• _Text to read_
From b8f5922d88e5f7949eb9a469f761ad49981d677a Mon Sep 17 00:00:00 2001
From: Yi Wang <yiwang01@baidu.com>
Date: Tue, 27 Jun 2017 16:32:24 -0700
Subject: [PATCH] Make CPUAllocator and GPUAllocator subclasses of
 SystemAllocator

---
 paddle/memory/detail/CMakeLists.txt           |  6 +-
 paddle/memory/detail/system_allocator.h       | 80 +++++--------------
 paddle/memory/detail/system_allocator_test.cc | 57 +++++++------
 3 files changed, 59 insertions(+), 84 deletions(-)
diff --git a/paddle/memory/detail/CMakeLists.txt b/paddle/memory/detail/CMakeLists.txt
index cd5622203ff..72d3749ad78 100644
--- a/paddle/memory/detail/CMakeLists.txt
+++ b/paddle/memory/detail/CMakeLists.txt
@@ -1,5 +1,7 @@
 if(${WITH_GPU})
-  nv_test(system_allocator_test SRCS system_allocator_test.cc DEPS gflags glog)
+  nv_library(system_allocator SRCS system_allocator.cc DEPS gflags)
+  nv_test(system_allocator_test SRCS system_allocator_test.cc DEPS system_allocator gflags)
 else(${WITH_GPU})

• _Provided data_
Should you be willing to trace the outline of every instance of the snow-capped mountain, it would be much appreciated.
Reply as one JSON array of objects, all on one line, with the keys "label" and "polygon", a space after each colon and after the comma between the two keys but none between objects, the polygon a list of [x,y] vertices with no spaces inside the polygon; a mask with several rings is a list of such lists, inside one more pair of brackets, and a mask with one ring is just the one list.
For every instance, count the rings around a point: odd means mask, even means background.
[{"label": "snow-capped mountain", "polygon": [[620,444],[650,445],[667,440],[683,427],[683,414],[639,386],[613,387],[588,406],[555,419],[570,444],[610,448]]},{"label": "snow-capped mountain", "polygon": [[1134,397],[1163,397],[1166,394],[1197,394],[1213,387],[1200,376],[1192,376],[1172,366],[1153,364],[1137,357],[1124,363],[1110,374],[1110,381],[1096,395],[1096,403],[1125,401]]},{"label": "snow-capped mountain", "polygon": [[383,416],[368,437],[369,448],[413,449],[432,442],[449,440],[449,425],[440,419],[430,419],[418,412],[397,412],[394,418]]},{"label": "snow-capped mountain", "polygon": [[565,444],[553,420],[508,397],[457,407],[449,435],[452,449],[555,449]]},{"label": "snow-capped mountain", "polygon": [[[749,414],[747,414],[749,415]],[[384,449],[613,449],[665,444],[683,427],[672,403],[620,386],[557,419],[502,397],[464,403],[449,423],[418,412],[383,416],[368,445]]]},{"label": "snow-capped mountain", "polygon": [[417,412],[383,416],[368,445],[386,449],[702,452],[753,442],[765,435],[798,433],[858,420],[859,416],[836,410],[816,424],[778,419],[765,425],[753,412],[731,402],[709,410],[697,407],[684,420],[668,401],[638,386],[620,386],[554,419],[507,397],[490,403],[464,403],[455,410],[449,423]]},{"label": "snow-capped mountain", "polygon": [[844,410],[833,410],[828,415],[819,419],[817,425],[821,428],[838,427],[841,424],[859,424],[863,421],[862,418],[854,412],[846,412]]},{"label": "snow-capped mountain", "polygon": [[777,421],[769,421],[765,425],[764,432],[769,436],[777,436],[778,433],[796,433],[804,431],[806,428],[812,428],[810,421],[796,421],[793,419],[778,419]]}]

• _Problems and tasks_
**A)** How many files does the patch change, and how many insertions and deletions does it report?
**B)** Please write out everything in the patch from "diff --git a/paddle/memory/detail/CMakeLists.txt" down to "system_allocator.cc DEPS gflags)".

• _Solutions to the tasks_
**A)** Three files, with 59 insertions and 84 deletions.

**B)**
diff --git a/paddle/memory/detail/CMakeLists.txt b/paddle/memory/detail/CMakeLists.txt
index cd5622203ff..72d3749ad78 100644
--- a/paddle/memory/detail/CMakeLists.txt
+++ b/paddle/memory/detail/CMakeLists.txt
@@ -1,5 +1,7 @@
 if(${WITH_GPU})
-  nv_test(system_allocator_test SRCS system_allocator_test.cc DEPS gflags glog)
+  nv_library(system_allocator SRCS system_allocator.cc DEPS gflags)